**WHAT THE TASK REQUIRES**
Each line below is to be copied exactly as it appears.

**DATA FOR THIS EXERCISE**
-- Opening Marker --
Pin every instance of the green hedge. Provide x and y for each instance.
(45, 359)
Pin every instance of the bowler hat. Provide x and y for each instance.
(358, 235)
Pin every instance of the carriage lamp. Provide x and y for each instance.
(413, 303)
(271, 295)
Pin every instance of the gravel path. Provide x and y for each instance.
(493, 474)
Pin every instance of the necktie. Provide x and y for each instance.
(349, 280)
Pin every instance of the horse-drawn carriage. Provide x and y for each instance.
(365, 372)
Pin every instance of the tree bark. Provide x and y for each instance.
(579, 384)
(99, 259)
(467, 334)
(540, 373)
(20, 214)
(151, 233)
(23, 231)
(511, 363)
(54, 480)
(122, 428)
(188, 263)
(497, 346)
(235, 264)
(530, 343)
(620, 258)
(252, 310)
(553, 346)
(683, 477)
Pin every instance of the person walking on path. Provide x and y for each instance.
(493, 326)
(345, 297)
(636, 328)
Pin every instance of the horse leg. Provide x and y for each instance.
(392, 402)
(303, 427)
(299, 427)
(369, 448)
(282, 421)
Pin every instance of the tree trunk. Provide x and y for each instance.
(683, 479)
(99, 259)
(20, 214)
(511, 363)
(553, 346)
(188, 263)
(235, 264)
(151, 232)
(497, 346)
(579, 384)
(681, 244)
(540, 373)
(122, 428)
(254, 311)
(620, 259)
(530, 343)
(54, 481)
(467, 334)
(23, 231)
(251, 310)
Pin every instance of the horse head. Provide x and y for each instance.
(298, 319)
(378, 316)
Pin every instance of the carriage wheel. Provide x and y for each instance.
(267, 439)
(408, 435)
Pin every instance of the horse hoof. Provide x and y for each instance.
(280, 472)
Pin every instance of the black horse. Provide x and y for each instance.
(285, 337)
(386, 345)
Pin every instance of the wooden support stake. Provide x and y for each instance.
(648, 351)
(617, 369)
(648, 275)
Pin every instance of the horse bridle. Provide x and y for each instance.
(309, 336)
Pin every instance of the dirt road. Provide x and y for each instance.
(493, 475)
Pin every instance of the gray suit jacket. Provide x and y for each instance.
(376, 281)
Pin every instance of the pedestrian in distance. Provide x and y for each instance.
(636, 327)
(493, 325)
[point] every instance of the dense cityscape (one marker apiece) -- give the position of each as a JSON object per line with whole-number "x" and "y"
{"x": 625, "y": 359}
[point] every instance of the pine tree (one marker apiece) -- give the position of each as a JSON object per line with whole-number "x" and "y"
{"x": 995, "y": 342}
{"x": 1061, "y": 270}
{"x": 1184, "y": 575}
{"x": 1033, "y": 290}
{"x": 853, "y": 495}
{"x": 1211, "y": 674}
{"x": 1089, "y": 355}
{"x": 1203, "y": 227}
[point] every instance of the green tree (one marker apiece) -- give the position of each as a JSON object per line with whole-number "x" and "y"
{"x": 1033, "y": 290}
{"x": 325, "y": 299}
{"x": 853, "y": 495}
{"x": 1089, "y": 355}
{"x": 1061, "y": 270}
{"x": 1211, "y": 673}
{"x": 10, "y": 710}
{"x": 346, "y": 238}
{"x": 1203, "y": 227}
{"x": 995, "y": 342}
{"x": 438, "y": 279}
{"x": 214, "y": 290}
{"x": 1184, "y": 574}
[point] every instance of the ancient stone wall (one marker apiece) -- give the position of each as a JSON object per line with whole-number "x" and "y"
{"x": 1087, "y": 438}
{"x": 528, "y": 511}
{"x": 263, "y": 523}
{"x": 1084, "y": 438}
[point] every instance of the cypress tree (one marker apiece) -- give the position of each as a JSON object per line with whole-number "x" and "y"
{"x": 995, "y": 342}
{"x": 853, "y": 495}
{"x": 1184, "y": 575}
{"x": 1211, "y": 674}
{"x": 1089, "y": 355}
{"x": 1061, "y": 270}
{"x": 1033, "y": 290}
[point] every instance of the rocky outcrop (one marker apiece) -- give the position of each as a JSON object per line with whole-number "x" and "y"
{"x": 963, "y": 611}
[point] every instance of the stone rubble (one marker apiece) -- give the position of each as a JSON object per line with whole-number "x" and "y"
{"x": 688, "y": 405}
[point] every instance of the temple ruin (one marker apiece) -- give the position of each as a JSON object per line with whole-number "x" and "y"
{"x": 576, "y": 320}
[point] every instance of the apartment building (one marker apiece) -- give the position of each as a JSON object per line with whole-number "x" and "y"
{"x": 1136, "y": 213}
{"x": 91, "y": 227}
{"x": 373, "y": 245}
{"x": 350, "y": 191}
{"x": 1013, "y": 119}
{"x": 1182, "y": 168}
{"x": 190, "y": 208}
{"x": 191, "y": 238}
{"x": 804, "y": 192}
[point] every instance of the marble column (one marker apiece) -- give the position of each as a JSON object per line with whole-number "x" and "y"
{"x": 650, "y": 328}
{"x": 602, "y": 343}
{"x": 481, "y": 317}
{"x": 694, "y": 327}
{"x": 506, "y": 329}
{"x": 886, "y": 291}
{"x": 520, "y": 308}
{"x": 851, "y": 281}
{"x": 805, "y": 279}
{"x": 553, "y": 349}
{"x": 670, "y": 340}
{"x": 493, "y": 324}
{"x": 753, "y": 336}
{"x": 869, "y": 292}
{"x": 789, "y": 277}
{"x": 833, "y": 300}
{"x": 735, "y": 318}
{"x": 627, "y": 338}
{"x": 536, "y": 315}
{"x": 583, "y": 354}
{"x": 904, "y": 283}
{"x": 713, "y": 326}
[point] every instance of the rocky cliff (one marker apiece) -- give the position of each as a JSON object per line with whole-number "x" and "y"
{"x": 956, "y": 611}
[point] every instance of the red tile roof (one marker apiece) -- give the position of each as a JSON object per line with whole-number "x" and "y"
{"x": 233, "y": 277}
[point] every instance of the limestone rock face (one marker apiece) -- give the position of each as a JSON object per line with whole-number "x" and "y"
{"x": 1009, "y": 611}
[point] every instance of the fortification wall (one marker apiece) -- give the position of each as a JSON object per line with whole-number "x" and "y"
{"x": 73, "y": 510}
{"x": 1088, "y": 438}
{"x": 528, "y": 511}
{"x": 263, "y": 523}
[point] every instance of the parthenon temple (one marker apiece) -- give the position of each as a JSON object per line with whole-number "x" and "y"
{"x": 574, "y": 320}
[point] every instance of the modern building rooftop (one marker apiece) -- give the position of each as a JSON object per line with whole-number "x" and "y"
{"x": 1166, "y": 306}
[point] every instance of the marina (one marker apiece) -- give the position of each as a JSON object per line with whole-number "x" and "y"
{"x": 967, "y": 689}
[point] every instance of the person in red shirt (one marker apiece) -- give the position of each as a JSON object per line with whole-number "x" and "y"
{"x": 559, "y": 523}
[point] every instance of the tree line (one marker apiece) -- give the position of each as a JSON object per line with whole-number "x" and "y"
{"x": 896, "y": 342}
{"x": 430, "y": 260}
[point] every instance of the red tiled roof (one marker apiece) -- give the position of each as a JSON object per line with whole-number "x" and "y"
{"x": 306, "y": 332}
-- Closing Marker --
**SOLUTION TO THIS PROBLEM**
Pin every instance of the green hedge. Provide x and y for each instance.
(45, 359)
Pin every instance of the bowler hat. Provide x and y for each instance.
(358, 235)
Pin every instance of the carriage lamp. Provide x and y for each instance.
(413, 303)
(271, 295)
Pin every instance of the gravel path. Provide x and y for each instance.
(493, 474)
Pin every instance of the necktie. Provide x and y for each instance.
(349, 280)
Pin every instance of the horse-drawn carriage. Provide x and y for each instance.
(365, 372)
Pin every instance of the tree bark. Provide x and y for each instance.
(579, 384)
(99, 259)
(467, 334)
(540, 373)
(20, 214)
(151, 233)
(23, 231)
(511, 363)
(54, 480)
(122, 428)
(188, 263)
(497, 346)
(235, 264)
(530, 343)
(620, 258)
(252, 310)
(553, 346)
(683, 477)
Pin every instance of the person walking on path. Provide x and y for each instance.
(493, 326)
(345, 297)
(636, 328)
Pin every instance of the horse leg. Provide x and y for each instance.
(392, 402)
(303, 427)
(299, 427)
(369, 448)
(282, 421)
Pin every instance of the tree trunk. Provide x and y for each instance.
(683, 479)
(99, 259)
(20, 214)
(511, 363)
(553, 346)
(188, 263)
(235, 264)
(151, 232)
(497, 346)
(579, 384)
(681, 244)
(540, 373)
(122, 428)
(254, 311)
(620, 259)
(530, 343)
(54, 481)
(467, 334)
(23, 231)
(251, 310)
Pin every instance of the horse head. Provide x and y for each instance.
(298, 319)
(378, 316)
Pin every instance of the carriage wheel. Provide x and y for each instance.
(267, 439)
(408, 435)
Pin every instance of the horse hoof. Provide x and y for each instance.
(280, 472)
Pin every instance of the black horse. Provide x and y for each instance.
(285, 337)
(386, 345)
Pin every instance of the wooden support stake. Provide x and y for each instance.
(648, 351)
(617, 369)
(648, 275)
Pin every instance of the horse bridle. Provide x and y for each instance.
(309, 336)
Pin every instance of the dirt road. Provide x and y for each instance.
(493, 475)
Pin every instance of the gray suit jacket. Provide x and y for each instance.
(376, 281)
Pin every instance of the pedestrian in distance. Provide x and y for each instance.
(636, 327)
(493, 325)
[point] every instance of the dense cityscape (one marker apiece) -- give the position of each as a JSON object per line with whole-number "x" and "y"
{"x": 625, "y": 359}
[point] every instance of the pine tree (one marker apiece) -- give the position of each as a JSON object per line with whole-number "x" and "y"
{"x": 995, "y": 342}
{"x": 1061, "y": 270}
{"x": 1184, "y": 575}
{"x": 1033, "y": 290}
{"x": 853, "y": 495}
{"x": 1211, "y": 674}
{"x": 1089, "y": 355}
{"x": 1203, "y": 227}
[point] every instance of the green tree (one marker apiece) -- give the position of each as a JSON object per line with whole-number "x" and "y"
{"x": 1033, "y": 290}
{"x": 325, "y": 299}
{"x": 853, "y": 495}
{"x": 1089, "y": 355}
{"x": 1061, "y": 270}
{"x": 1211, "y": 673}
{"x": 10, "y": 710}
{"x": 346, "y": 238}
{"x": 1203, "y": 227}
{"x": 995, "y": 342}
{"x": 438, "y": 279}
{"x": 214, "y": 290}
{"x": 1184, "y": 574}
[point] every instance of the ancient stone wall (one marker apiece) -- give the position of each as a JSON object per line with whole-number "x" and "y"
{"x": 1087, "y": 438}
{"x": 528, "y": 511}
{"x": 263, "y": 523}
{"x": 1084, "y": 438}
[point] every instance of the cypress tree (one marker apiece) -- give the position of each as a JSON object per line with whole-number "x" and "y"
{"x": 995, "y": 342}
{"x": 853, "y": 495}
{"x": 1184, "y": 575}
{"x": 1211, "y": 674}
{"x": 1089, "y": 355}
{"x": 1061, "y": 270}
{"x": 1033, "y": 290}
[point] every instance of the rocky outcrop (one marker apiece) -- give the position of each as a JSON object per line with whole-number "x" and "y"
{"x": 963, "y": 611}
[point] every instance of the stone rubble (one marker apiece) -- give the position of each as a JSON object per line with whole-number "x" and "y"
{"x": 688, "y": 405}
[point] every instance of the temple ruin (one marker apiece) -- give the position of each as a JSON object per line with whole-number "x" and "y"
{"x": 576, "y": 320}
[point] every instance of the apartment building (one marker apiece) -- give the position of each as a JSON object per line with whole-number "x" and "y"
{"x": 1136, "y": 213}
{"x": 91, "y": 227}
{"x": 373, "y": 245}
{"x": 350, "y": 191}
{"x": 1013, "y": 119}
{"x": 1182, "y": 168}
{"x": 190, "y": 208}
{"x": 191, "y": 238}
{"x": 804, "y": 192}
[point] every instance of the marble column (one marker apiece) -- give the position of each as a JSON object per line with whole-number "x" and "y"
{"x": 650, "y": 328}
{"x": 602, "y": 343}
{"x": 481, "y": 317}
{"x": 694, "y": 327}
{"x": 506, "y": 329}
{"x": 886, "y": 291}
{"x": 520, "y": 308}
{"x": 851, "y": 281}
{"x": 805, "y": 279}
{"x": 553, "y": 349}
{"x": 670, "y": 340}
{"x": 493, "y": 324}
{"x": 753, "y": 336}
{"x": 869, "y": 292}
{"x": 789, "y": 277}
{"x": 833, "y": 300}
{"x": 735, "y": 318}
{"x": 627, "y": 338}
{"x": 536, "y": 315}
{"x": 583, "y": 354}
{"x": 904, "y": 283}
{"x": 713, "y": 326}
[point] every instance of the rocky cliff (one marker apiece) -- give the position of each as a JSON object per line with whole-number "x" and "y"
{"x": 956, "y": 611}
[point] every instance of the red tile roof (one marker apiece) -- give the position of each as a JSON object per line with whole-number "x" and "y"
{"x": 233, "y": 277}
[point] every instance of the limestone rock face (one marker apiece) -- give the position of each as a JSON object per line with whole-number "x" and "y"
{"x": 1009, "y": 611}
[point] every instance of the fortification wall (one marker apiece) -- give the position of each as a JSON object per line with whole-number "x" and "y"
{"x": 73, "y": 510}
{"x": 1088, "y": 438}
{"x": 528, "y": 511}
{"x": 263, "y": 523}
[point] every instance of the parthenon temple (one marker apiece) -- give the position of each as a JSON object per line with whole-number "x" and "y"
{"x": 574, "y": 320}
[point] every instance of the modern building rooftop (one marker apiece) -- give the position of each as a JSON object per line with whole-number "x" and "y"
{"x": 1166, "y": 306}
[point] every instance of the marina (one marker apiece) -- give the position of each as a JSON object per line with whole-number "x" and "y"
{"x": 967, "y": 689}
[point] every instance of the person in red shirt (one marker apiece) -- give the position of each as a JSON object per line with whole-number "x" and "y"
{"x": 559, "y": 523}
[point] every instance of the tree line (one marker apiece) -- give the position of each as a JSON object per line with whole-number "x" and "y"
{"x": 896, "y": 342}
{"x": 430, "y": 260}
[point] every instance of the red tiled roof (one marker apiece) -- give the position of each as a JSON object per line with whole-number "x" and "y"
{"x": 306, "y": 332}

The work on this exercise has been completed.